Text shown:
☆ ☆ ☆ ☆

Stevedore has no security of its own, besides the security of your Amazon S3 bucket and your ElasticSearch server's policies. Anyone who can access the S3 bucket and the ElasticSearch server can use your search engine, so be sure to set your access policies correctly. How to set these up securely is outside the scope of this document. (Unless someone else wants to write instructions and submit a pull request.)

Customizing Stevedore with New Templates

The Email template

Intro to Templates

Each template must contain four distinct files. Inheritance isn't possible now (just cp the file) but I hope to add that in the future.

  • a "detail view" template for seeing an entire, single document inside the app
  • a "list view" template for seeing a single document in a list of returned search results matching a query
  • a "search box" containing all the relevant fields to be searched. Design is important here.
  • a "query builder" JavaScript function to transform the search box into a valid ElasticSearch query.

Optionally, you can include custom CSS too.

How to write a new template

  1. Pick a name for your template type. This is the path under templates. So, maybe, templates/blogpost/ if you're creating a template to search blogposts.
  2. Create the files themselves as templates/<template_name>/<template_type>.<extension>, e.g. templates/blogpost/list_view.template
  3. Write template files for detail_view, list_view and search_form. Copy/paste will be your friend (until there's a DSL for creating these) to make styles easy, as well as making sure the detail_view modal works well.
  4. Write a query_builder. This is a JavaScript file that manages transforming your search_form's HTML into a Backbone object representing a search (e.g. so pagination works, etc.) in the likeActuallyCreate method and transforming that object into an ElasticSearch query (toQuery). The examples provided will be your guide.
  5. The query_builder is also involved in serializing/deserializing the query fields into a URL (and saved search format). All you have to do is specify the fields, in an array, in a sensical-ish order in the fieldOrder method.
  6. Your query_builder's likeActuallyCreate method should, referring to the search template, populate the search Backbone object from the values of the form fields in the search from (which should be now rendered onto the page, but which ought to cope with null values.)
  7. Your query_builder's toQuery method will require some ElasticSearch knowledge. Follow the examples. :)

The availability of templating relies on Stevedore's objects each containing, at a bare minimum, an id field that is persistent across reindexing, a source_url field to the original document and an analyzed.body field that contains the full text.

☆ ☆ ☆ ☆

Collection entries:
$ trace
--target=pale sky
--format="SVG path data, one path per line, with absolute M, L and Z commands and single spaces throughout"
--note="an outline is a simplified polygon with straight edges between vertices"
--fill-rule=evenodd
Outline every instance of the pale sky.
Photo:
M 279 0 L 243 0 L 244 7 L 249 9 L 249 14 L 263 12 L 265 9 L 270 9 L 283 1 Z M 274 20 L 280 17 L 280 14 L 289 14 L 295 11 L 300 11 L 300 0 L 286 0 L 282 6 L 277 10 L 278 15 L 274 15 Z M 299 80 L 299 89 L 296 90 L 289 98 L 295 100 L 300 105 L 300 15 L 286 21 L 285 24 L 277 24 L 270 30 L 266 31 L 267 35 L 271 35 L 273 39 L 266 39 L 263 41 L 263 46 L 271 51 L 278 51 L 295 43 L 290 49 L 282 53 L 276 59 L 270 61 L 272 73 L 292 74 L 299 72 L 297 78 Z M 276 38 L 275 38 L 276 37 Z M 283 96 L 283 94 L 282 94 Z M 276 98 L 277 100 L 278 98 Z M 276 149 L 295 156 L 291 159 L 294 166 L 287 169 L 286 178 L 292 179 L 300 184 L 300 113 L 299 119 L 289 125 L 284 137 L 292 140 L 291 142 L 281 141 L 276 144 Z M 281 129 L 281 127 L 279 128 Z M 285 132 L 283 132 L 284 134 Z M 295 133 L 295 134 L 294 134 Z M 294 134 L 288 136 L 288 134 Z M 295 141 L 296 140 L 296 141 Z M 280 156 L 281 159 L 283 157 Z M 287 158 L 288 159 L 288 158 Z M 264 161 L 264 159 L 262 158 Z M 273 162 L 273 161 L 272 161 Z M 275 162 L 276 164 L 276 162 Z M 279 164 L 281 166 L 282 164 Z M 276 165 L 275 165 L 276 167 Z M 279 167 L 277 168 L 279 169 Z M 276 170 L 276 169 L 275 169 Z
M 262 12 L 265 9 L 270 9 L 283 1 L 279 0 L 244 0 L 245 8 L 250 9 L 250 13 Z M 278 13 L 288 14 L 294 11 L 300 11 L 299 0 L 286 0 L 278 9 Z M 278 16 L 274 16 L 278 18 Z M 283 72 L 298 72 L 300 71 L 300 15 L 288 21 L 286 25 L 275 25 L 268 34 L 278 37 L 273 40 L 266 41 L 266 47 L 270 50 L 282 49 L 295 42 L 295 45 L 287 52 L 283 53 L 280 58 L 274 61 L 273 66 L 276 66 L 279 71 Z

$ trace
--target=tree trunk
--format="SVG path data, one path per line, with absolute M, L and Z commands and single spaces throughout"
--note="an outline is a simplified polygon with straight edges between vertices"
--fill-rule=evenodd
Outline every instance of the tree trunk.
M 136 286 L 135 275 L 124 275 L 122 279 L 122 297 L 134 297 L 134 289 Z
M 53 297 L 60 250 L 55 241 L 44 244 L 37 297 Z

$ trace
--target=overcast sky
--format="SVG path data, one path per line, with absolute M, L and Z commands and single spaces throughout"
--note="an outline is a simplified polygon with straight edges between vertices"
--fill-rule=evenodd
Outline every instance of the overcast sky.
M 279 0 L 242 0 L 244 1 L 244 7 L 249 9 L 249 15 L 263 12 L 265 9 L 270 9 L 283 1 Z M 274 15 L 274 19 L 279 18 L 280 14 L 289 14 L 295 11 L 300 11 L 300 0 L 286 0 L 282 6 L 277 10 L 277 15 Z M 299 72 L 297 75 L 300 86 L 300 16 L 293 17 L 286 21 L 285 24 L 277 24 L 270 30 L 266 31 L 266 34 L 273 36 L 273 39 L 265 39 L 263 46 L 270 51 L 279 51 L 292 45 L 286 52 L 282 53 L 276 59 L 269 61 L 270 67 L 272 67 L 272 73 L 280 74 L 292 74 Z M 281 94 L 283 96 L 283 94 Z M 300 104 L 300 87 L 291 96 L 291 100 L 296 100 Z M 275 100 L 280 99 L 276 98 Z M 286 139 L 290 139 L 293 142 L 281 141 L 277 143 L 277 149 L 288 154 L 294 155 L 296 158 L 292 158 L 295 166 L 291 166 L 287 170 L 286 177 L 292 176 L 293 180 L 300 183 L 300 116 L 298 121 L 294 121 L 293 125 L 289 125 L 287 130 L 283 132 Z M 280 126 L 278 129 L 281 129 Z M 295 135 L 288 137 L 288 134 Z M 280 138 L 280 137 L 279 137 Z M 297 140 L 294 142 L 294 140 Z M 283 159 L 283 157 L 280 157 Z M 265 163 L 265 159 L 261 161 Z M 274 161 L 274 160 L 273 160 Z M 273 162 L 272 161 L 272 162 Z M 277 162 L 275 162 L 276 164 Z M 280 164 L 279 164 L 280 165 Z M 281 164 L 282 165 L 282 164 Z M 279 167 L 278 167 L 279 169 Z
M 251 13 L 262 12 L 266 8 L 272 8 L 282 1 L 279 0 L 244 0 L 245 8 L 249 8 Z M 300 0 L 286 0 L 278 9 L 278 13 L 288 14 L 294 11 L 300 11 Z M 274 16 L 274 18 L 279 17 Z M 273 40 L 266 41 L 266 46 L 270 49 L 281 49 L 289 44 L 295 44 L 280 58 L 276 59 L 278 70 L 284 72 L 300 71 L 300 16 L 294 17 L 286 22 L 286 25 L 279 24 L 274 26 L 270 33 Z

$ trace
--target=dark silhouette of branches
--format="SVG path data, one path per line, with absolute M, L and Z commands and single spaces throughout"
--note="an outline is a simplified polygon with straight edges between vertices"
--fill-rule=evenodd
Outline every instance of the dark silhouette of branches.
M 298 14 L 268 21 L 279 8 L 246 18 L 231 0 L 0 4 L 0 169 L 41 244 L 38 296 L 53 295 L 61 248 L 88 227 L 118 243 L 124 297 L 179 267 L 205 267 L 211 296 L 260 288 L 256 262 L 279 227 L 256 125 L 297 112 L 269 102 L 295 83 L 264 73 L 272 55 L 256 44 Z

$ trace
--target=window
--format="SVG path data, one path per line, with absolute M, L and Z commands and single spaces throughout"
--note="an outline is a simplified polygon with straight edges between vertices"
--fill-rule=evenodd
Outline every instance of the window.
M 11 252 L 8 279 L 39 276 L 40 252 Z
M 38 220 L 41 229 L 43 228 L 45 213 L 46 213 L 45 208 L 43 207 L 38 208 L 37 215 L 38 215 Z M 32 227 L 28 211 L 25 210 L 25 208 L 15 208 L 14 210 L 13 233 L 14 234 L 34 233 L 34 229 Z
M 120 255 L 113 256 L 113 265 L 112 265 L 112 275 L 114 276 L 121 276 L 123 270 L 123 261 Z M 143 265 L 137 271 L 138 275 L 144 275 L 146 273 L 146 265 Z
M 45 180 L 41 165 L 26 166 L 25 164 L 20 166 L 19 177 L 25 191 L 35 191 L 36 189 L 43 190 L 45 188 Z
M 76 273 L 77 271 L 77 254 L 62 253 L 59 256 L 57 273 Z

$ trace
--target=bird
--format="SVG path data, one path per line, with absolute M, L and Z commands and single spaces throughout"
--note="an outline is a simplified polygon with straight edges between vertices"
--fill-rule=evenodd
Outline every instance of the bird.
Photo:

☆ ☆ ☆ ☆

Short problem A:
In the Stevedore text, transcribe the passage starting with "The availability of" and going on through "the full text.".
Short problem B:
According to the Stevedore text, in which query_builder method do you list the fields, in an array, for serializing a query into a URL?

Correct response A:
The availability of templating relies on Stevedore's objects each containing, at a bare minimum, an id field that is persistent across reindexing, a source_url field to the original document and an analyzed.body field that contains the full text.

Correct response B:
The fieldOrder method.